━━━ Data section

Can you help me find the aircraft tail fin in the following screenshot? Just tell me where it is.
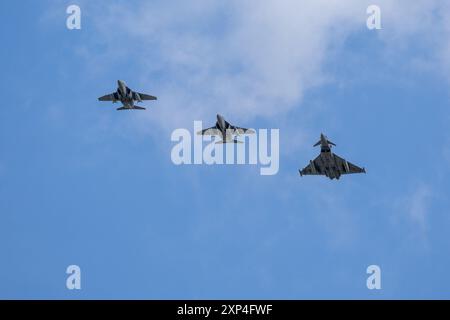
[116,106,145,110]
[314,139,336,147]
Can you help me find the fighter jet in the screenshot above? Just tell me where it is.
[197,114,255,143]
[98,80,157,110]
[299,134,366,180]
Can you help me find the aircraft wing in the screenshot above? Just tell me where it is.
[299,156,323,176]
[138,92,158,100]
[98,93,117,101]
[233,127,255,134]
[334,155,366,174]
[197,126,222,136]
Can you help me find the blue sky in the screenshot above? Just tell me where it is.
[0,0,450,299]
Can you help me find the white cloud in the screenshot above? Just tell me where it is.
[71,0,450,144]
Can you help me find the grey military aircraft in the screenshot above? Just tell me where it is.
[98,80,157,110]
[197,114,255,143]
[299,134,366,180]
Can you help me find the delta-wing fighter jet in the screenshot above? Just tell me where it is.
[197,114,255,143]
[98,80,157,110]
[299,134,366,179]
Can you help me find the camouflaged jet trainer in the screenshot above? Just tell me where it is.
[299,134,366,179]
[197,114,255,144]
[98,80,157,110]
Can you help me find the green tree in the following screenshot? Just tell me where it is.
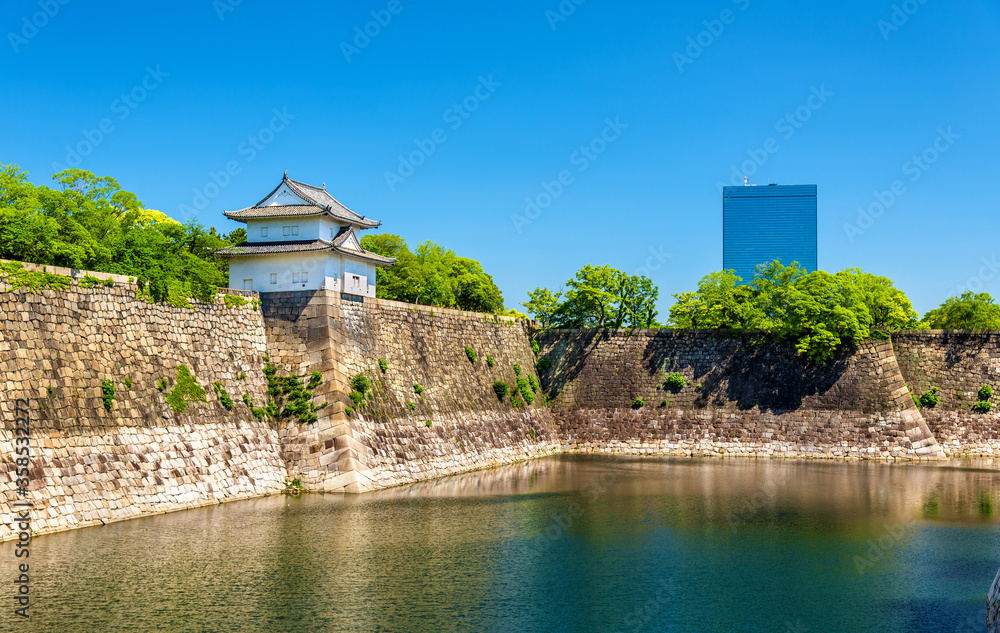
[837,268,919,330]
[361,233,507,314]
[524,265,659,328]
[521,288,562,328]
[0,165,238,303]
[921,290,1000,330]
[670,270,764,330]
[670,260,916,361]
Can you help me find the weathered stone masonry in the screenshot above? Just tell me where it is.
[892,330,1000,457]
[538,330,943,459]
[7,275,1000,540]
[263,290,558,492]
[0,284,286,540]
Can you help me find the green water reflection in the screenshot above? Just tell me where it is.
[0,456,1000,633]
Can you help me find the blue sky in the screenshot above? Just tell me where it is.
[0,0,1000,319]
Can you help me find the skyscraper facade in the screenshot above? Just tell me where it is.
[722,185,817,283]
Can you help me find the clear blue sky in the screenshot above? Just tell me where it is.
[0,0,1000,319]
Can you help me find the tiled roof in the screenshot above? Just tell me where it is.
[225,172,382,229]
[215,240,332,257]
[225,204,326,220]
[333,226,396,265]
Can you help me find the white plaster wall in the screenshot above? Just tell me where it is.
[229,253,326,292]
[247,218,318,242]
[229,252,377,299]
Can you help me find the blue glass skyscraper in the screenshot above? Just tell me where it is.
[722,185,817,283]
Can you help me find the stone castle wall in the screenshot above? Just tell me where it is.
[0,275,286,540]
[0,271,1000,540]
[537,330,942,459]
[892,330,1000,456]
[263,290,558,492]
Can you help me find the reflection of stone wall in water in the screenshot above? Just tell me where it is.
[11,262,1000,539]
[537,330,942,459]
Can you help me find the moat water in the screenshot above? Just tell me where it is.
[0,456,1000,633]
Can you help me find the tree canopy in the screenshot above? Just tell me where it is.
[524,264,660,328]
[670,261,919,361]
[921,290,1000,330]
[0,165,240,302]
[361,233,508,316]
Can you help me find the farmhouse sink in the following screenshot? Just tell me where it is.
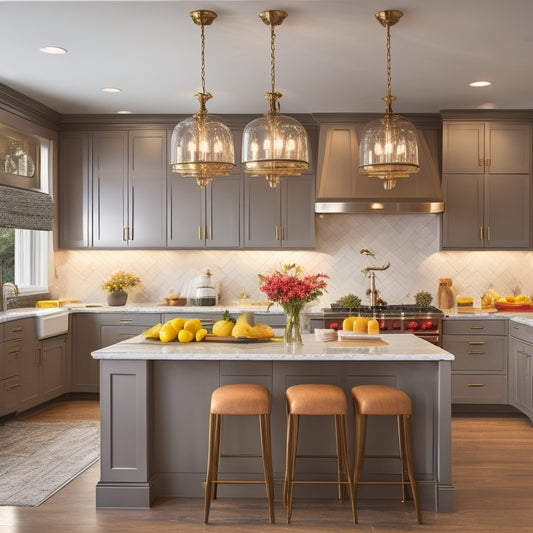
[35,309,68,339]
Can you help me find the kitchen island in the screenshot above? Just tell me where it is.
[92,334,455,512]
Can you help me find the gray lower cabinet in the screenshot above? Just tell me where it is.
[100,313,161,348]
[244,174,315,249]
[509,321,533,423]
[70,313,102,392]
[442,319,508,404]
[0,324,20,416]
[14,318,67,411]
[167,173,242,249]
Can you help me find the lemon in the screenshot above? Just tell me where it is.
[169,317,185,331]
[159,322,178,342]
[342,316,356,331]
[143,323,162,339]
[183,318,202,336]
[194,328,207,342]
[178,329,194,342]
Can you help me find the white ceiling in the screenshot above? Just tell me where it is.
[0,0,533,114]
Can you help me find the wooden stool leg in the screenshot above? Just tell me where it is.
[396,415,409,503]
[353,413,367,499]
[401,415,422,524]
[335,415,357,524]
[286,415,299,524]
[259,415,274,524]
[204,415,220,524]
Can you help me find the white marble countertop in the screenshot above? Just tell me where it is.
[92,334,454,361]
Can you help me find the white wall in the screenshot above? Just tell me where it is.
[50,215,533,306]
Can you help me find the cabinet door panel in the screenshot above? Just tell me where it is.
[486,123,531,174]
[485,174,530,248]
[206,175,241,248]
[168,174,205,248]
[58,133,92,248]
[92,131,128,248]
[442,122,485,174]
[281,176,315,248]
[442,174,483,248]
[244,176,281,248]
[128,130,167,248]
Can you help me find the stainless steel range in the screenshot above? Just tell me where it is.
[322,304,444,346]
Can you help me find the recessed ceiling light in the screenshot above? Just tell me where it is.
[468,81,492,87]
[39,46,68,55]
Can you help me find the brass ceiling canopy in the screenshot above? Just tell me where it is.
[242,10,309,187]
[171,10,235,187]
[359,10,420,190]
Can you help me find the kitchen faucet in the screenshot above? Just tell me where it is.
[0,282,19,311]
[360,248,390,307]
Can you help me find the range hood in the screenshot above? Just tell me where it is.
[315,122,444,214]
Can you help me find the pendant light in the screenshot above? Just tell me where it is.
[170,10,235,187]
[359,10,420,190]
[242,10,309,188]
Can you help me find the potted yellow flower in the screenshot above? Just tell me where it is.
[103,270,141,306]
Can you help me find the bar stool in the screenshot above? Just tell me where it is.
[352,385,422,524]
[204,384,274,524]
[283,384,357,523]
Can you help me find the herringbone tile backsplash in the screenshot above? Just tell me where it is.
[50,215,533,306]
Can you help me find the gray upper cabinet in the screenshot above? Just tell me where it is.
[59,129,167,248]
[92,130,167,248]
[244,174,315,249]
[168,174,242,249]
[59,132,92,248]
[442,121,531,249]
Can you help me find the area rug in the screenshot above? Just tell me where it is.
[0,422,100,506]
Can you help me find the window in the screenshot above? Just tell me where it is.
[0,135,51,294]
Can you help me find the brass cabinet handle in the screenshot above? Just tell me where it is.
[35,346,43,366]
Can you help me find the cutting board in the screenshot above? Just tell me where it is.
[203,335,270,344]
[457,306,498,315]
[328,339,389,348]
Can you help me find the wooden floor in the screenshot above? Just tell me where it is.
[0,401,533,533]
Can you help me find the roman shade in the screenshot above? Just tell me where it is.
[0,185,54,231]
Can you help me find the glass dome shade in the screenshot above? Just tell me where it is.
[242,113,309,176]
[359,113,420,180]
[170,113,235,179]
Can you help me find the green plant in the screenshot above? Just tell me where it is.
[415,291,433,307]
[103,270,141,292]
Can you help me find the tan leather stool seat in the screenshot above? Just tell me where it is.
[352,385,422,524]
[283,384,357,523]
[352,385,413,415]
[204,383,274,524]
[285,384,348,415]
[211,383,271,415]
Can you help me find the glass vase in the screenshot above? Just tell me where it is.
[283,306,302,353]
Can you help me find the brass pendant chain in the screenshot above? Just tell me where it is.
[200,24,205,93]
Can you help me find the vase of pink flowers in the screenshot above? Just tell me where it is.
[259,264,329,351]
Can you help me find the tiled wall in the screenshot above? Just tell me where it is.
[50,215,533,306]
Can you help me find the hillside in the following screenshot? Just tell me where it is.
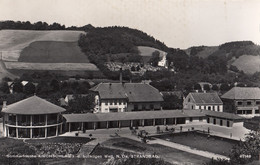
[185,41,260,74]
[231,55,260,74]
[137,46,166,63]
[18,41,89,63]
[0,30,84,61]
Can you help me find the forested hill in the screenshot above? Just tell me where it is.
[185,41,260,74]
[186,41,260,60]
[79,26,168,55]
[0,20,94,31]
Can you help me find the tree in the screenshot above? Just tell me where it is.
[162,95,183,110]
[13,82,23,93]
[220,83,230,92]
[149,50,160,67]
[36,81,51,96]
[1,82,10,94]
[194,84,201,91]
[104,155,169,165]
[68,94,95,113]
[24,82,35,95]
[211,84,219,91]
[203,84,210,91]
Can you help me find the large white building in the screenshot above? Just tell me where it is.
[91,83,163,113]
[183,93,223,112]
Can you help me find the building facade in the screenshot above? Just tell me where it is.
[2,96,65,139]
[91,83,163,113]
[221,87,260,117]
[183,93,223,112]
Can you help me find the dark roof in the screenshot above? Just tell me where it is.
[2,96,65,115]
[221,87,260,100]
[202,110,244,120]
[63,110,205,122]
[91,83,163,102]
[161,91,183,99]
[190,93,223,104]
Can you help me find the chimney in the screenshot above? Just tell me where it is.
[119,68,123,83]
[2,101,7,109]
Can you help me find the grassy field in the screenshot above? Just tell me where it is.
[137,46,165,63]
[18,41,89,63]
[232,55,260,74]
[153,132,238,156]
[5,62,98,71]
[102,138,210,165]
[0,30,85,61]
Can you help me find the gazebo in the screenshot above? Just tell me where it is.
[2,96,65,139]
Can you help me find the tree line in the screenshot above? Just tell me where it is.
[0,20,94,31]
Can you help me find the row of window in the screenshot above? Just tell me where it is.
[237,110,259,115]
[237,101,260,105]
[134,104,154,110]
[191,105,220,111]
[105,108,125,112]
[105,100,126,105]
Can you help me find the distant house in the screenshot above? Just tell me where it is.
[198,82,212,91]
[61,94,88,105]
[161,91,184,99]
[183,93,223,112]
[221,87,260,117]
[90,83,163,113]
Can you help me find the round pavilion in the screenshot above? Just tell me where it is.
[2,96,65,138]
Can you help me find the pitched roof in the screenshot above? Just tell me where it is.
[221,87,260,100]
[91,83,163,102]
[190,93,223,104]
[63,110,205,122]
[202,110,244,120]
[2,96,65,115]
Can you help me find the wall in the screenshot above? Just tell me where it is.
[185,117,207,124]
[127,102,161,112]
[100,100,127,113]
[209,117,233,127]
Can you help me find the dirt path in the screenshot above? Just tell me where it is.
[0,60,18,82]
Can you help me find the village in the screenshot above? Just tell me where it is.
[1,69,260,162]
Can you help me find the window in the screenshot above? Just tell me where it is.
[246,110,252,114]
[237,110,243,114]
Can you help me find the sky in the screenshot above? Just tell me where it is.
[0,0,260,49]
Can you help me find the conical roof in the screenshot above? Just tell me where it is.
[2,96,66,115]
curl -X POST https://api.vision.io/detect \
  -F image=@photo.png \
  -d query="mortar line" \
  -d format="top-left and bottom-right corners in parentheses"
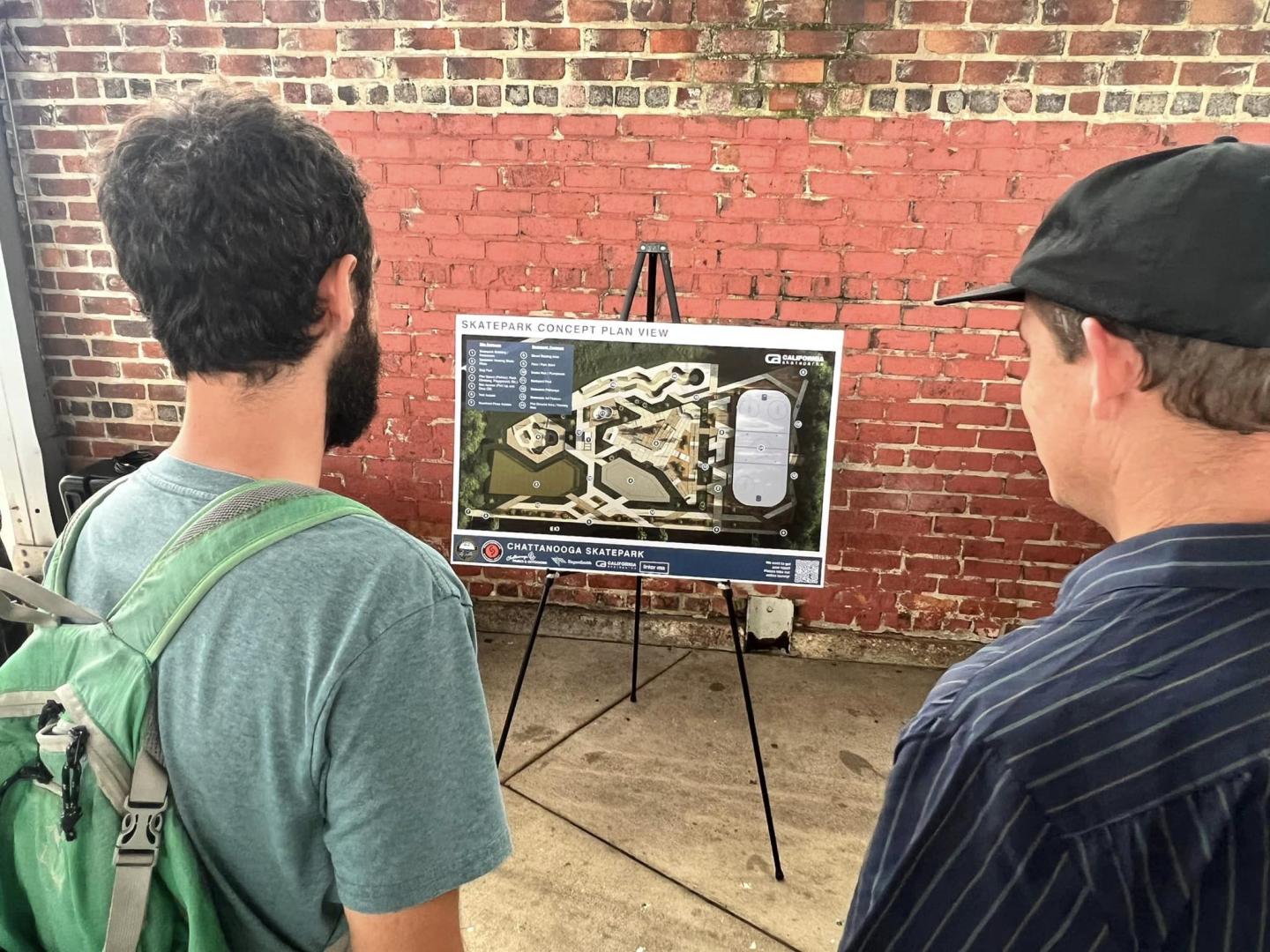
top-left (502, 638), bottom-right (696, 783)
top-left (508, 792), bottom-right (802, 952)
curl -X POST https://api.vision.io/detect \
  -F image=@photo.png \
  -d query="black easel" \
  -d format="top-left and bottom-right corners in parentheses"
top-left (496, 242), bottom-right (785, 880)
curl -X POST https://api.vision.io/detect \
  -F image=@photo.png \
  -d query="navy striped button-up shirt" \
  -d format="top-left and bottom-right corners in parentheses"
top-left (840, 524), bottom-right (1270, 952)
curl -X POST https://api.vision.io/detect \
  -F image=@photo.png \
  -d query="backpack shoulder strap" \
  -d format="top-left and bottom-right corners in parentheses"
top-left (107, 481), bottom-right (380, 663)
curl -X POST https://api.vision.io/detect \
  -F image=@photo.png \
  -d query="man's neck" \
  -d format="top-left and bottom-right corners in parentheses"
top-left (1103, 434), bottom-right (1270, 542)
top-left (169, 376), bottom-right (326, 487)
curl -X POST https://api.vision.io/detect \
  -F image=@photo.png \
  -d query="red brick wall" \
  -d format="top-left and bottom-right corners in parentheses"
top-left (5, 0), bottom-right (1270, 637)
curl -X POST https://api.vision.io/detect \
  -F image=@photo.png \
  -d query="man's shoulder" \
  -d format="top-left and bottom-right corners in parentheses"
top-left (298, 516), bottom-right (467, 602)
top-left (906, 594), bottom-right (1163, 747)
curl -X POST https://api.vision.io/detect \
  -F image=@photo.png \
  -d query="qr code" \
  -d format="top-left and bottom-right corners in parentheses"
top-left (794, 559), bottom-right (820, 585)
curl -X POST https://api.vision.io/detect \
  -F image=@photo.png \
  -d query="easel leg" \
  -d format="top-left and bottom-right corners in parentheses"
top-left (494, 572), bottom-right (559, 764)
top-left (631, 575), bottom-right (644, 704)
top-left (719, 582), bottom-right (785, 880)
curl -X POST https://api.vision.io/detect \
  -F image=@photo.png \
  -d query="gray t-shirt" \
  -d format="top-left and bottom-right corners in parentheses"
top-left (59, 453), bottom-right (511, 952)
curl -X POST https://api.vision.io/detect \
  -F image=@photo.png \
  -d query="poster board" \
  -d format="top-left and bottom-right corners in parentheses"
top-left (451, 315), bottom-right (842, 586)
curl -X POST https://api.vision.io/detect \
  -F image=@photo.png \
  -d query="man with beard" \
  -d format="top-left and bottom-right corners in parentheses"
top-left (67, 90), bottom-right (509, 952)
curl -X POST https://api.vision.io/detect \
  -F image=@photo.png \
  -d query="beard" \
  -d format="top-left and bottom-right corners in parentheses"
top-left (326, 300), bottom-right (380, 450)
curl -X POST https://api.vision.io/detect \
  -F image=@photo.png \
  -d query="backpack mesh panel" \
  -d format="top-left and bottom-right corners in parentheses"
top-left (169, 482), bottom-right (323, 552)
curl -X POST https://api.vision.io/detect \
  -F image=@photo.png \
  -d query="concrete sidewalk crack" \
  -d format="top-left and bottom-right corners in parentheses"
top-left (508, 792), bottom-right (803, 952)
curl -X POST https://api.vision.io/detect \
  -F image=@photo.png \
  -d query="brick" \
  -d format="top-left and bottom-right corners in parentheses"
top-left (963, 60), bottom-right (1033, 86)
top-left (164, 52), bottom-right (216, 74)
top-left (1067, 31), bottom-right (1142, 53)
top-left (1042, 0), bottom-right (1124, 24)
top-left (900, 0), bottom-right (967, 23)
top-left (568, 0), bottom-right (629, 16)
top-left (445, 56), bottom-right (503, 80)
top-left (1106, 60), bottom-right (1177, 86)
top-left (170, 26), bottom-right (225, 47)
top-left (692, 60), bottom-right (754, 84)
top-left (505, 0), bottom-right (564, 15)
top-left (828, 0), bottom-right (894, 26)
top-left (1177, 63), bottom-right (1252, 86)
top-left (970, 0), bottom-right (1037, 19)
top-left (1142, 29), bottom-right (1226, 56)
top-left (758, 0), bottom-right (826, 23)
top-left (586, 29), bottom-right (647, 53)
top-left (895, 60), bottom-right (961, 85)
top-left (1036, 63), bottom-right (1102, 86)
top-left (122, 24), bottom-right (171, 46)
top-left (384, 0), bottom-right (441, 12)
top-left (401, 29), bottom-right (455, 49)
top-left (392, 56), bottom-right (444, 78)
top-left (1117, 0), bottom-right (1187, 24)
top-left (207, 0), bottom-right (265, 23)
top-left (572, 58), bottom-right (630, 83)
top-left (1190, 0), bottom-right (1264, 24)
top-left (851, 29), bottom-right (921, 53)
top-left (441, 0), bottom-right (503, 16)
top-left (630, 0), bottom-right (692, 24)
top-left (265, 0), bottom-right (321, 23)
top-left (459, 26), bottom-right (519, 51)
top-left (649, 29), bottom-right (700, 53)
top-left (273, 56), bottom-right (325, 78)
top-left (220, 55), bottom-right (267, 76)
top-left (507, 57), bottom-right (565, 80)
top-left (221, 26), bottom-right (278, 49)
top-left (759, 60), bottom-right (825, 83)
top-left (922, 29), bottom-right (990, 53)
top-left (41, 0), bottom-right (93, 12)
top-left (1217, 29), bottom-right (1270, 56)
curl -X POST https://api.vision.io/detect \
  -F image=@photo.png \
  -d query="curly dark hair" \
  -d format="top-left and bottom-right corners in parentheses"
top-left (98, 87), bottom-right (373, 382)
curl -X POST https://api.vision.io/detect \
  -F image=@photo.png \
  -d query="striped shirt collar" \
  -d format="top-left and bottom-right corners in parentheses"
top-left (1058, 523), bottom-right (1270, 608)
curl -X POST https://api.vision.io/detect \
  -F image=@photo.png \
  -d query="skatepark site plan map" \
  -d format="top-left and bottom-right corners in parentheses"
top-left (451, 315), bottom-right (842, 585)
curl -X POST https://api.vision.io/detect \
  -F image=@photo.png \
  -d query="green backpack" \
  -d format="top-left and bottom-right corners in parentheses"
top-left (0, 480), bottom-right (378, 952)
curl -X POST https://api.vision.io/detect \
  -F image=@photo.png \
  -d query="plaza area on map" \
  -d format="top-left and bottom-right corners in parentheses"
top-left (455, 329), bottom-right (836, 554)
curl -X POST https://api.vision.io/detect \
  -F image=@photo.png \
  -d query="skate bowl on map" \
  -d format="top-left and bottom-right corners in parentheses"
top-left (731, 390), bottom-right (791, 508)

━━━━━━

Your instructions: Rewrite the lines above as a Markdown table with the columns Row and Entry. Begin with the line containing "Can you help me find the row" and continue through the line containing "top-left (840, 524), bottom-right (1270, 952)". Skip blank lines and leave the pictures out.

The reply:
| Row | Entry |
|---|---|
| 1 | Can you help me find the row of window in the screenshot above? Just tell me where it is. |
| 2 | [237,110,259,115] |
| 3 | [237,101,260,105] |
| 4 | [134,104,154,110] |
| 5 | [191,105,220,111] |
| 6 | [105,108,125,112] |
| 7 | [105,100,126,105] |
| 8 | Can you help me find the distant house in the screenshot above? Just tell me where it is. |
| 9 | [198,82,212,91] |
| 10 | [61,94,88,105] |
| 11 | [161,91,184,99] |
| 12 | [183,93,223,112] |
| 13 | [221,87,260,117] |
| 14 | [90,83,163,113] |
| 15 | Can you help me find the round pavilion in the screenshot above? Just tell me where it is. |
| 16 | [2,96,65,138] |
| 17 | Can you help me find the pitched roof in the screenshot above? Just tell me where it is. |
| 18 | [221,87,260,100] |
| 19 | [91,83,163,102] |
| 20 | [190,93,223,104] |
| 21 | [63,110,205,122] |
| 22 | [202,110,244,120] |
| 23 | [2,96,65,115] |
| 24 | Can you help me find the wall in the screenshot above? Just tell me where it is. |
| 25 | [185,117,207,124] |
| 26 | [127,102,161,112] |
| 27 | [100,100,127,113] |
| 28 | [209,117,233,127] |
| 29 | Can you help me find the dirt path in the screenshot above? Just tell me where it is. |
| 30 | [0,60,18,82] |
| 31 | Can you help me find the village in the screenshot above? Just tell me where it is. |
| 32 | [1,69,260,162] |
| 33 | Can you help me find the window in the screenshot above? Just tell me where it is. |
| 34 | [246,110,252,114] |
| 35 | [237,110,243,114] |
| 36 | Can you help me find the sky in the screenshot above? Just tell me where it is. |
| 37 | [0,0,260,49] |
| 38 | Can you help me find the conical roof in the screenshot above? Just tell me where it is. |
| 39 | [2,96,66,115] |
| 40 | curl -X POST https://api.vision.io/detect \ |
| 41 |   -F image=@photo.png \ |
| 42 |   -d query="mortar line" \ |
| 43 |   -d format="top-left and bottom-right corners in parentheses" |
| 44 | top-left (502, 638), bottom-right (696, 783) |
| 45 | top-left (508, 792), bottom-right (802, 952) |
| 46 | curl -X POST https://api.vision.io/detect \ |
| 47 |   -F image=@photo.png \ |
| 48 |   -d query="black easel" \ |
| 49 |   -d format="top-left and bottom-right corners in parentheses" |
| 50 | top-left (496, 242), bottom-right (785, 880) |
| 51 | curl -X POST https://api.vision.io/detect \ |
| 52 |   -F image=@photo.png \ |
| 53 |   -d query="navy striped button-up shirt" \ |
| 54 |   -d format="top-left and bottom-right corners in parentheses" |
| 55 | top-left (840, 524), bottom-right (1270, 952) |